**Provided passage**:
= Beginning of Section =

Lesson 3: The "off" path is more dangerous than you think
Two of the three incidents were caused by assumptions about the "off" code path. In one case, the "off" path was broken. In another, it had hidden side effects. After years without execution, the "off" path is essentially untested production code.
Takeaway: Before removing a flag, deploy with the flag set to "off" in a staging environment and verify the application behaves correctly. If the "off" path fails in staging, that is valuable information about what will happen if the flag is ever toggled in production.
Lesson 4: Flag consumers extend beyond your codebase
The shadow dependency incident (a batch job querying the flag via API) revealed that flags can have consumers that do not appear in code search results. Any system that integrates with your flag management platform's API is a potential consumer.
Takeaway: Check the flag management platform's evaluation analytics before removing flags from the platform. If a flag shows evaluation traffic from unexpected sources, investigate before removing.
Lesson 5: Cleanup is a feature, not a chore
The team initially framed the cleanup as "paying down technical debt" -- necessary but unglamorous. By the end, they reframed it as "shipping a performance and reliability improvement." The build time reduction, the deployment frequency increase, and the incident rate decrease were tangible product improvements that benefited every engineer and every customer.

= End of Section =

**Extracted data**:
= Beginning of Section =

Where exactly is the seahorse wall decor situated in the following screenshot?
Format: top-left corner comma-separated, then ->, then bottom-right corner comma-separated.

= End of Section =
= Beginning of Section =

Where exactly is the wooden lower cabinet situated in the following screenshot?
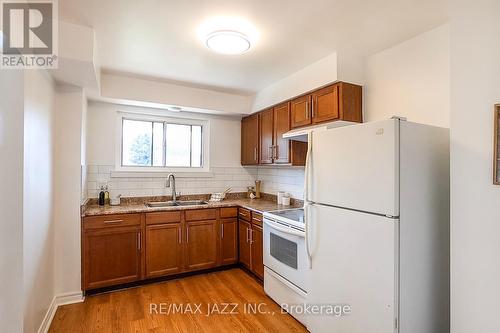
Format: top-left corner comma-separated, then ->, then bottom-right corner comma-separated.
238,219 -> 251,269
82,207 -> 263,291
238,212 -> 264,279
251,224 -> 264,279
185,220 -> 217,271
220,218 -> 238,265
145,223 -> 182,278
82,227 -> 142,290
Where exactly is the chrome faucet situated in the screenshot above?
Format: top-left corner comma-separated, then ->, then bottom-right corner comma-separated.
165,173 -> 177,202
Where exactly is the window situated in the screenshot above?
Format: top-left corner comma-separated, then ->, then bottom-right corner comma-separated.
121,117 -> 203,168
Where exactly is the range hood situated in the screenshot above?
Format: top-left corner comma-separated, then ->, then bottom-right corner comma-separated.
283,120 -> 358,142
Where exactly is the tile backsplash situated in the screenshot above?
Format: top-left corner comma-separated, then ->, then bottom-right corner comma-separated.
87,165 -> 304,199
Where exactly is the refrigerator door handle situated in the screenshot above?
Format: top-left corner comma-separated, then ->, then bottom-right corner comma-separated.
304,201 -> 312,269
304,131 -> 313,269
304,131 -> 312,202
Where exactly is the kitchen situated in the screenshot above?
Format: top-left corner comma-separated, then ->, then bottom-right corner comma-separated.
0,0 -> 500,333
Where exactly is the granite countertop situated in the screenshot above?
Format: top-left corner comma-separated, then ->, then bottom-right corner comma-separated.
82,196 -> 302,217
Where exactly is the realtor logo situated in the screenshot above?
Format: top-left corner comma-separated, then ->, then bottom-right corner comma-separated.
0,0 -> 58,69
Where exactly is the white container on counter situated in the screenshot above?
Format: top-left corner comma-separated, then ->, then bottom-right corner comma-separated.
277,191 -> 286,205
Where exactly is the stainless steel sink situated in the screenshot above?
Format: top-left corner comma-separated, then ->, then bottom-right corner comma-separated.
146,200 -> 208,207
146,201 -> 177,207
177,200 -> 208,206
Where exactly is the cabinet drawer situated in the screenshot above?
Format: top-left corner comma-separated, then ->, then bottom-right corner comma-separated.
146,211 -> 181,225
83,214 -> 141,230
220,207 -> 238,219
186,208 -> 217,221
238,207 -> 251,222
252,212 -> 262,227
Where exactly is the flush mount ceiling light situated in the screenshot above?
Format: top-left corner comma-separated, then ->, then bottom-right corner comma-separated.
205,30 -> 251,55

= End of Section =
= Beginning of Section =

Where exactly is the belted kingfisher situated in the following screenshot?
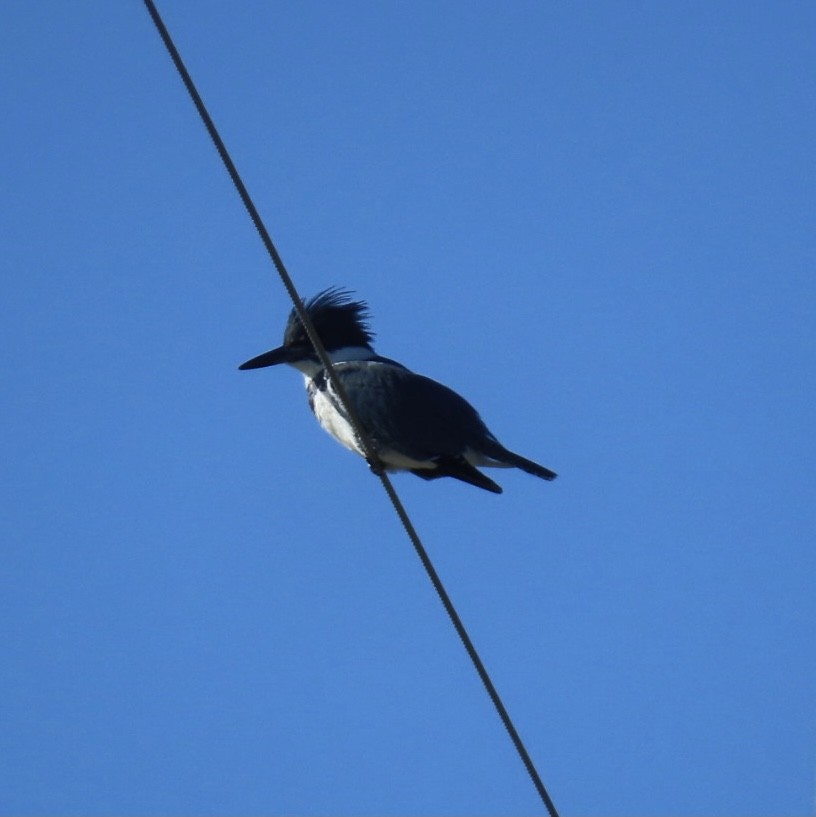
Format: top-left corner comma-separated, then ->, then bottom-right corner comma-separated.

= End of Section =

**Problems and tasks**:
a – Reproduce the feature flag lessons text word for word, from "Lesson 4: Flag" up to and including "a potential consumer.".
b – Pick up the feature flag lessons text after its final sentence and keep writing.

**Solved problems**:
a –
Lesson 4: Flag consumers extend beyond your codebase
The shadow dependency incident (a batch job querying the flag via API) revealed that flags can have consumers that do not appear in code search results. Any system that integrates with your flag management platform's API is a potential consumer.

b –
Takeaway: Frame cleanup work as the feature delivery it is. A 37% faster test suite and a 29% increase in deployment frequency are features. They have measurable business value.
Lesson 6: Invest in automation for the next time
The 480 person-hours invested in the cleanup initiative were a one-time cost, but flag creation did not stop. Without automation, the organization would need another cleanup initiative in 12-18 months. The team implemented FlagShark for continuous flag lifecycle monitoring and automated cleanup PR generation, converting the episodic initiative into an ongoing process.
Takeaway: Large-scale cleanup solves the backlog. Automation prevents the backlog from re-forming. You need both.
Lesson 7: Celebrate the wins publicly
The team shared the cleanup results in an all-engineering meeting. The build time improvements, the dead code discoveries, the security findings -- all of it was presented with specific numbers and before/after comparisons. The presentation shifted the organizational culture: cleanup work went from "that thing we should do someday" to "that thing that demonstrably made everything better."
Takeaway: Make the results visible. Numbers convince. "We removed 12,400 lines of dead code and found 2 security issues" is a more compelling argument for ongoing flag hygiene than any policy document.
Would you do it again?
When asked whether the initiative was worth the investment, the team's answer was immediate and unanimous: yes, but earlier.
The 480 person-hours cost was significant -- roughly equivalent to 3 engineer-months of focused work. But the returns in build time, deployment frequency, incident reduction, and developer satisfaction dwarfed the investment. The ongoing productivity savings were substantial enough that the payback period was well under a quarter.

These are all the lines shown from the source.